**Prompt:**
Transcribe the material exactly. Images do not belong in the copy.

[Location identification entries]
************
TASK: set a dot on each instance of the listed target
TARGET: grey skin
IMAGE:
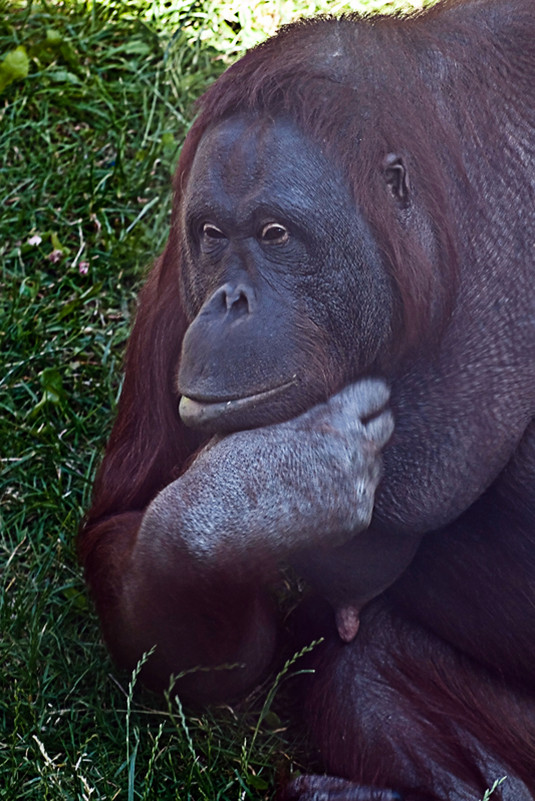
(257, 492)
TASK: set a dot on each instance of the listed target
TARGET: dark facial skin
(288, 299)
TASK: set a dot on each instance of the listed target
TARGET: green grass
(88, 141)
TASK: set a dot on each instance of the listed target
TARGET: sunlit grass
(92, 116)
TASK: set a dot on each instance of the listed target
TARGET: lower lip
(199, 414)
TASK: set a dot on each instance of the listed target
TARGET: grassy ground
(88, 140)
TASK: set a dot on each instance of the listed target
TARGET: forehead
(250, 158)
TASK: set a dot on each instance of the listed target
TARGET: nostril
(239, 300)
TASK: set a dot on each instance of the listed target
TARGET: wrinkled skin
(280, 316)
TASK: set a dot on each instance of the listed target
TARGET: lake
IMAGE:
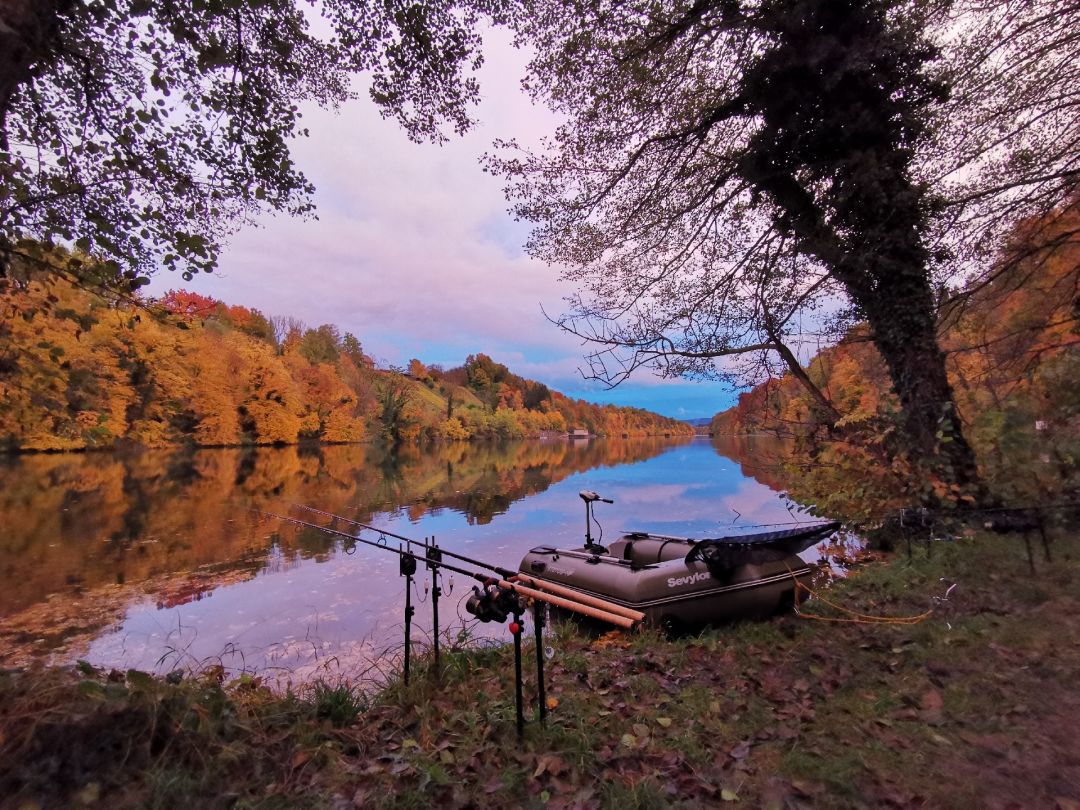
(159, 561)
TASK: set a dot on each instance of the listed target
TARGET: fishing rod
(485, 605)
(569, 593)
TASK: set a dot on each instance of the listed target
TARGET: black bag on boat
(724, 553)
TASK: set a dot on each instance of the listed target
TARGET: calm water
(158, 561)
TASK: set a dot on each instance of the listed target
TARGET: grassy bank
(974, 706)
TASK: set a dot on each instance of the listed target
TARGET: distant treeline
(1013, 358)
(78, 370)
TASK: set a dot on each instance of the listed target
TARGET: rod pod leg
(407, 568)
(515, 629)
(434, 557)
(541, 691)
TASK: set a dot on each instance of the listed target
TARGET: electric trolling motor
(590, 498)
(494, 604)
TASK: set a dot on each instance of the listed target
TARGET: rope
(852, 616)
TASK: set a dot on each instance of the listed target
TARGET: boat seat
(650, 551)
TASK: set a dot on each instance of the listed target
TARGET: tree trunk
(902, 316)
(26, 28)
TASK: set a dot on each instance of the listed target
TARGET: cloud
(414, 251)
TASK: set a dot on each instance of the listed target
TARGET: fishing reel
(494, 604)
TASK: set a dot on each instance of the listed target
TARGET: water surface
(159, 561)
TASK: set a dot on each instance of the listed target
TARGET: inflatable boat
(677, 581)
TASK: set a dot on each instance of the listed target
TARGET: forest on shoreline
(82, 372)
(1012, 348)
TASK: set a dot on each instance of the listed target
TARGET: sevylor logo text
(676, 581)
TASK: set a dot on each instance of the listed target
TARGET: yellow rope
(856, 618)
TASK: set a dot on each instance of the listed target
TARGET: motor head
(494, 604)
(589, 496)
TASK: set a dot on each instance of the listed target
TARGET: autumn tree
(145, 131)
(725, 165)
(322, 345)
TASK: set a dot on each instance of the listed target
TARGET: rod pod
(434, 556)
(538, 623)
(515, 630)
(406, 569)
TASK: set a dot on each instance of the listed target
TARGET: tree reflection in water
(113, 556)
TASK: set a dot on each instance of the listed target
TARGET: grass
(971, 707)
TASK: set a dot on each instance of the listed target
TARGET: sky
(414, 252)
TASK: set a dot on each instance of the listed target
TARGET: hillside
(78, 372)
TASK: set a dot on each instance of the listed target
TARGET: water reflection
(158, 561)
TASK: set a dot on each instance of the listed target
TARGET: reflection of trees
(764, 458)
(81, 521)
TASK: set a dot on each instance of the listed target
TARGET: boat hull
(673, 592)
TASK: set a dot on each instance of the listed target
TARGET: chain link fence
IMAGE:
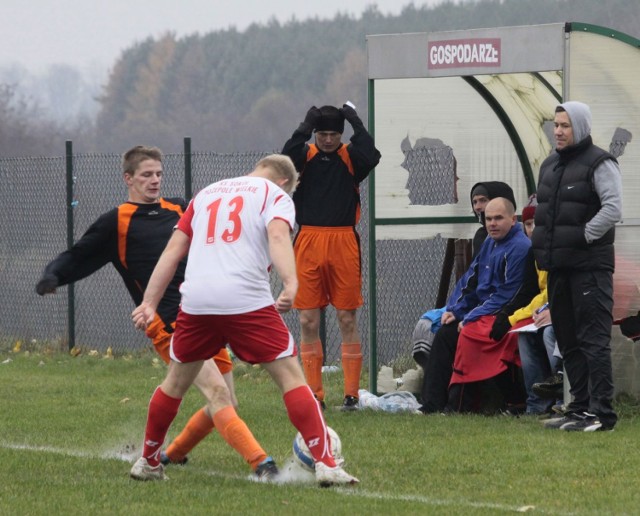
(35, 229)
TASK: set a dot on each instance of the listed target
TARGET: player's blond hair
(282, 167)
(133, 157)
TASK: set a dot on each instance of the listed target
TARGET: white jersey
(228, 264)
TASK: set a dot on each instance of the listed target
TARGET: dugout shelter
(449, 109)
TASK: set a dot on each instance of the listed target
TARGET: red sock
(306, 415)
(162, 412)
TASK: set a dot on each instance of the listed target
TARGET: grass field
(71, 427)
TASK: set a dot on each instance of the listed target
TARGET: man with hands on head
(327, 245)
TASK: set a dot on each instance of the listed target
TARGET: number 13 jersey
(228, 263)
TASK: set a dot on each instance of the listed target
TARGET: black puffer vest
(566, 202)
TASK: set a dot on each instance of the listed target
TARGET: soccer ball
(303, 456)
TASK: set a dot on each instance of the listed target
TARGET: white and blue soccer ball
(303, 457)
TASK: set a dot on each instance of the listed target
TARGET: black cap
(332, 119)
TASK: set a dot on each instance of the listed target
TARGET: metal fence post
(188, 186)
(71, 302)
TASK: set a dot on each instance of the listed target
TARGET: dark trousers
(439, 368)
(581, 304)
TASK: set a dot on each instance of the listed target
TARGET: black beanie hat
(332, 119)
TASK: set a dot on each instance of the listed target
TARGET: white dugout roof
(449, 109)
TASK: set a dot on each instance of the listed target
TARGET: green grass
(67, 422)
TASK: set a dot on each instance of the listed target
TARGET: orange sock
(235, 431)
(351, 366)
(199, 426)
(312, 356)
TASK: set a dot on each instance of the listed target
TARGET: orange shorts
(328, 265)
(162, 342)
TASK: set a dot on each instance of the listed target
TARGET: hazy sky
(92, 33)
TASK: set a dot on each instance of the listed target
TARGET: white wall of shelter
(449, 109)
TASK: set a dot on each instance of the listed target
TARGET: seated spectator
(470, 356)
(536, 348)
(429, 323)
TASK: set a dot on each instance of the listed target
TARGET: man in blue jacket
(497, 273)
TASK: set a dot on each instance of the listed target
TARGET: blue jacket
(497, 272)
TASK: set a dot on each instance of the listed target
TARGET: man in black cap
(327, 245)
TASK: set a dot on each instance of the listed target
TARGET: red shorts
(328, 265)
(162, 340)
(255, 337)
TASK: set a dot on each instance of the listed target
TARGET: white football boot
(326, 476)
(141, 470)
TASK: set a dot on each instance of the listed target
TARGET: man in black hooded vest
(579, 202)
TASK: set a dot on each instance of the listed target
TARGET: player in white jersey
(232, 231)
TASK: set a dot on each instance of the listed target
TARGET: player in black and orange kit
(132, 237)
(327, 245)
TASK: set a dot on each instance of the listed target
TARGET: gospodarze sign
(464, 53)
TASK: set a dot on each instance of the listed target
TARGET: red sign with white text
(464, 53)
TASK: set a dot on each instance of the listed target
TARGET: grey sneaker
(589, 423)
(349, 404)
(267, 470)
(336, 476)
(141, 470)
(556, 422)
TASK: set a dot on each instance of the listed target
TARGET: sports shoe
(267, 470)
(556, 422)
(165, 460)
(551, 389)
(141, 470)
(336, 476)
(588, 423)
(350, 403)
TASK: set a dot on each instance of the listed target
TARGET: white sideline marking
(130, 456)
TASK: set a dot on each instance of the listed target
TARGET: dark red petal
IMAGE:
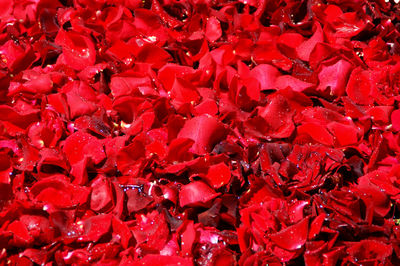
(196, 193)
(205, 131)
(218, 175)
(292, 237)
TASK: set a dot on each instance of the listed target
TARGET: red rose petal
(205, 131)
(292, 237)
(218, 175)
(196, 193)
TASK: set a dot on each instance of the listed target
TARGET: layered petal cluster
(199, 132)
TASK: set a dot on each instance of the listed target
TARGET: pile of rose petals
************
**Output:**
TASK: set a dot on each instance of the listed target
TARGET: grey skin
IMAGE:
(257, 492)
TASK: set a dot on each instance of the listed target
TARGET: dark facial skin
(288, 299)
TASK: set a dot on each instance of the listed target
TARGET: green grass
(88, 141)
TASK: set a dot on each instance of the listed target
TARGET: sunlit grass
(92, 116)
TASK: set a dot on each instance of the listed target
TARGET: lower lip
(199, 414)
TASK: set a dot on each instance of the listed target
TARGET: grassy ground
(88, 140)
TASK: set a dot on each instance of the listed target
TARGET: forehead
(250, 158)
TASK: set a dot on each instance of the listed target
TARGET: nostril
(239, 300)
TASK: set a dot on each instance of the listed target
TARGET: wrinkled skin
(280, 316)
TASK: set a dot on each instance of the listed target
TARGET: lake
IMAGE:
(159, 561)
TASK: set a dot on each instance of the listed target
TARGET: fishing rod
(485, 605)
(569, 593)
TASK: set a dot on each instance of the listed target
TARGET: black bag on boat
(724, 553)
TASK: set a dot on each instance of the listed target
TARGET: calm water
(158, 561)
TASK: set a dot on each instance of the listed target
TARGET: grassy bank
(974, 706)
TASK: set a dot on each instance of the listed target
TARGET: distant treeline
(1013, 358)
(78, 370)
TASK: set a dot on each instance of the listed target
TARGET: rod pod leg
(407, 568)
(515, 629)
(434, 557)
(541, 691)
TASK: set a dot on each instance of the listed target
TARGET: electric trolling motor
(590, 498)
(494, 604)
TASK: set a dot on each instance of the listed target
TARGET: rope
(852, 616)
TASK: set a dot on each instance of the listed target
TARGET: boat seat
(650, 551)
TASK: set a dot on each instance of the listed target
TARGET: tree trunk
(902, 316)
(26, 28)
TASK: set a dot on each instance of the listed target
TARGET: cloud
(414, 251)
TASK: set a dot on each instance of the listed target
TARGET: fishing reel
(494, 604)
TASK: set a dot on each instance of the listed target
TARGET: water surface
(159, 561)
TASK: set a dot on each instance of the listed target
TARGET: inflatable boat
(677, 581)
TASK: set a dot on each instance of the listed target
TARGET: forest on shoreline
(82, 372)
(1012, 348)
TASK: set a dot on each instance of the listed target
TARGET: sevylor logo text
(676, 581)
TASK: set a dot on each instance of the listed target
TARGET: yellow rope
(856, 618)
TASK: set a dot on each instance of the listed target
TARGET: motor head
(494, 604)
(589, 496)
TASK: set a dot on each instance of the listed target
TARGET: autumn tree
(145, 131)
(725, 165)
(322, 345)
TASK: set a dot on each instance of the listed target
TARGET: rod pod
(434, 556)
(538, 623)
(515, 630)
(406, 569)
TASK: set a dot on each instance of the listed target
TARGET: tree reflection in water
(113, 556)
TASK: set a dot on each instance of the listed target
TARGET: grass
(971, 707)
TASK: set a dot on each instance of the listed target
TARGET: sky
(414, 252)
TASK: set a dot on each instance of the listed target
TARGET: hillside
(78, 372)
TASK: set a dot on each instance of the listed target
TARGET: water reflection
(158, 561)
TASK: set a dot on each instance of the listed target
TARGET: reflection of trees
(764, 458)
(81, 521)
TASK: set a dot on each instance of the listed target
TARGET: boat hull
(673, 592)
TASK: set a dot on each instance of the listed target
TARGET: chain link fence
IMAGE:
(35, 229)
TASK: set a dot on each instance of the listed target
TARGET: player's blond hair
(282, 167)
(133, 157)
TASK: set a dot on each instance of the listed target
TARGET: white jersey
(228, 264)
TASK: set a dot on each instance of the listed target
TARGET: dugout shelter
(449, 109)
TASK: set a dot on each instance of the listed target
TARGET: red sock
(306, 415)
(162, 412)
TASK: set a dot on each instance of the listed target
TARGET: grass field
(71, 427)
TASK: set a dot on each instance of the listed target
TARGET: man with hands on head
(327, 245)
TASK: set a dot on each instance of the listed target
TARGET: number 13 jersey
(228, 263)
TASK: set a dot on each instance of the listed target
TARGET: black puffer vest
(566, 202)
TASK: set a dot on each instance of the listed target
TARGET: soccer ball
(303, 456)
TASK: set a dot on each instance of the listed target
TARGET: white and blue soccer ball
(303, 457)
TASK: set a dot on each instance of the listed target
TARGET: black cap
(332, 119)
TASK: set a dot on each instance of the listed target
TARGET: metal fence post
(188, 186)
(71, 302)
TASK: set a dot on each instance of the listed target
TARGET: dark trousers
(439, 368)
(581, 304)
TASK: set a dot on each instance of the listed target
TARGET: black beanie hat
(332, 119)
TASK: set a dot on each instance of the listed target
TARGET: white dugout roof
(449, 109)
TASK: set a dot on each instance of the listed target
TARGET: green grass
(67, 422)
TASK: set a dot on each instance of the listed target
TARGET: orange sock
(235, 431)
(351, 366)
(199, 426)
(312, 356)
TASK: set a dot on each instance of the listed target
TARGET: orange shorts
(328, 265)
(162, 342)
TASK: set a dot on each instance of the listed target
TARGET: hazy sky
(92, 33)
TASK: set a dot on each instance of the listed target
TARGET: white wall of shelter
(449, 109)
TASK: set a dot on each instance of the listed target
TARGET: seated spectator
(470, 356)
(536, 348)
(429, 323)
TASK: set a dot on each instance of the listed target
TARGET: man in blue jacket
(497, 273)
TASK: set a dot on each instance of the listed target
TARGET: blue jacket
(497, 272)
TASK: set a dot on each instance of the listed target
TARGET: man in black cap
(327, 245)
TASK: set a dot on each instance of the listed target
TARGET: red shorts
(328, 265)
(162, 340)
(255, 337)
TASK: set a dot on each instance of the listed target
TARGET: white football boot
(326, 476)
(141, 470)
TASK: set a dot on each instance of the listed target
TARGET: man in black hooded vest
(579, 202)
TASK: set a dot on each instance of the listed target
TARGET: player in white jersey
(232, 231)
TASK: set a dot on each instance of the listed target
TARGET: player in black and orange kit
(132, 237)
(327, 245)
TASK: set a dot on each instance of the listed target
TARGET: gospodarze sign
(464, 53)
TASK: set a dot on each instance of the listed target
TARGET: red sign with white text
(464, 53)
TASK: set a dot on each instance of the listed target
TARGET: grey sneaker
(589, 423)
(349, 404)
(267, 470)
(336, 476)
(141, 470)
(556, 422)
TASK: set a dot on each instance of the listed target
TARGET: sports shoe
(267, 470)
(556, 422)
(165, 460)
(551, 389)
(141, 470)
(336, 476)
(588, 423)
(350, 403)
TASK: set a dot on each instance of the listed target
TARGET: white sideline marking
(130, 456)
TASK: set a dot on each instance of the listed target
TARGET: dark red petal
IMAGE:
(196, 193)
(205, 131)
(218, 175)
(292, 237)
TASK: set a dot on each instance of the listed target
TARGET: red rose petal
(205, 131)
(292, 237)
(218, 175)
(196, 193)
TASK: set a dot on each instance of the listed target
TARGET: layered petal cluster
(199, 132)
TASK: set a dot on each instance of the listed target
TARGET: pile of rose petals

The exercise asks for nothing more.